[Image point annotation entries]
## Start

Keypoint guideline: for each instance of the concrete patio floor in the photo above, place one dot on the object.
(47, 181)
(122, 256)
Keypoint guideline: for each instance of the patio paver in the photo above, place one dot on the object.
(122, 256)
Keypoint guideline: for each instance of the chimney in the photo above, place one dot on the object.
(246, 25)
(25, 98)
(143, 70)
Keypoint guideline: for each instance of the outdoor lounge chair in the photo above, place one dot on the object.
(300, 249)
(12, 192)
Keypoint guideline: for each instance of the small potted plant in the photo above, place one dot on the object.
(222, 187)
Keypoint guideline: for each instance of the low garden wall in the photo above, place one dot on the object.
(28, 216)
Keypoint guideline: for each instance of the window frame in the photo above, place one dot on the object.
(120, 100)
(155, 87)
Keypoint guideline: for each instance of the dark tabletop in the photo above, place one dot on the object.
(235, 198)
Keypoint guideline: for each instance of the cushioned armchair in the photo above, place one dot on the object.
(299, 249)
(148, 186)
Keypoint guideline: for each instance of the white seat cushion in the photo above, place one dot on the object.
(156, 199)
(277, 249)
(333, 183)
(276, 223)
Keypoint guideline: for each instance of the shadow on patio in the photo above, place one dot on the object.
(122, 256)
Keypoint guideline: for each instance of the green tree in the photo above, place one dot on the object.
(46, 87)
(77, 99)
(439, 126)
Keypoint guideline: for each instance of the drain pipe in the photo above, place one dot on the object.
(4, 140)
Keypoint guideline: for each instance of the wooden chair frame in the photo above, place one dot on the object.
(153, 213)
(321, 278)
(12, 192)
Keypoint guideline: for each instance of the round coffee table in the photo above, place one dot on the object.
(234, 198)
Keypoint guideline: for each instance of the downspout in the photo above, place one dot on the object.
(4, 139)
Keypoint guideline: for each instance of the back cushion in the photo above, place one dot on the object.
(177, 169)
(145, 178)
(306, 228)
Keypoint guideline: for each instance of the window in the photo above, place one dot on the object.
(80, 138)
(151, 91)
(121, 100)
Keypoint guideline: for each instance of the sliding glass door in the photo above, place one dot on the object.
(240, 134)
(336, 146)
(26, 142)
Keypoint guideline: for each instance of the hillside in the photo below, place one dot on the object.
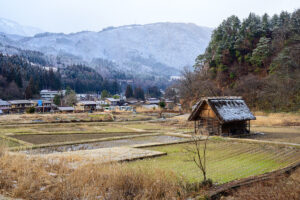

## End

**Task instructions**: Format all of the data above as a JSON list of strings, one string per line, with blank lines dropped. Omit any image from the output.

**Reply**:
[
  "Keypoint guideline: for each instance of the concrete patio floor in the photo above, place one dot on the object.",
  "(47, 181)",
  "(122, 256)",
  "Keypoint guideline: for each instance of the patio paver in the photo above, place one dot on the object.",
  "(122, 256)",
  "Keypoint guideline: for each instance of the chimney in the photo above, place one dot on the object.",
  "(246, 25)",
  "(25, 98)",
  "(143, 70)",
  "Keypoint guideline: for each instance of the outdoor lounge chair in the photo above, place one dot on the object.",
  "(300, 249)",
  "(12, 192)",
  "Keypoint guideline: for each instance of the small potted plant in the photo above, place one dot on the object.",
  "(222, 187)",
  "Keypoint guideline: for each instance of the low garden wall in the photo above, place one dot on the object.",
  "(28, 216)",
  "Keypoint guideline: for each instance of the window frame in the photo above, place one dot on the object.",
  "(120, 100)",
  "(155, 87)",
  "Keypoint guideline: for each instance of the dark tabletop in the photo above, place one dot on the object.",
  "(235, 198)",
  "Keypoint guideline: for each instance of the cushioned armchair in the photo above, place one dot on the object.",
  "(299, 249)",
  "(148, 186)",
  "Keypoint guideline: for each instance of the white seat cushion in the photo above, place one dot on the object.",
  "(156, 199)",
  "(277, 249)",
  "(333, 183)",
  "(276, 223)",
  "Keypoint guideline: for each instance of the shadow on patio in the photo above, place one dot on the object.",
  "(122, 256)",
  "Keypoint guideline: for each instance of the green tree in the photo above, place one dot on the object.",
  "(46, 87)",
  "(77, 99)",
  "(439, 126)",
  "Keypoint guideline: for each instance of the drain pipe in the photo above, place one dot on the object.",
  "(4, 140)",
  "Keypoint guideline: for each instance of the wooden chair frame in the photo above, place one dot on the object.",
  "(153, 213)",
  "(321, 278)",
  "(12, 192)",
  "Keypoint guideline: for each instance of the round coffee table in the photo above, place one dot on the object.",
  "(234, 198)",
  "Keypoint guideline: for each instance of the downspout in the photo above, place one dot on the object.",
  "(4, 139)",
  "Keypoint guideline: for each instance of the back cushion in the photo above, place one dot on the object.",
  "(177, 169)",
  "(145, 178)",
  "(306, 228)",
  "Keypoint guideline: for each instance of the window in the photo above, place one dot on the object.",
  "(80, 138)",
  "(151, 91)",
  "(121, 100)",
  "Keypoint guideline: for each instance of the sliding glass door in the photo above, place one dot on the object.",
  "(240, 134)",
  "(336, 146)",
  "(26, 142)",
  "Keypoint guideline: for each instance of the hillside in the photo below, place one dot on the object."
]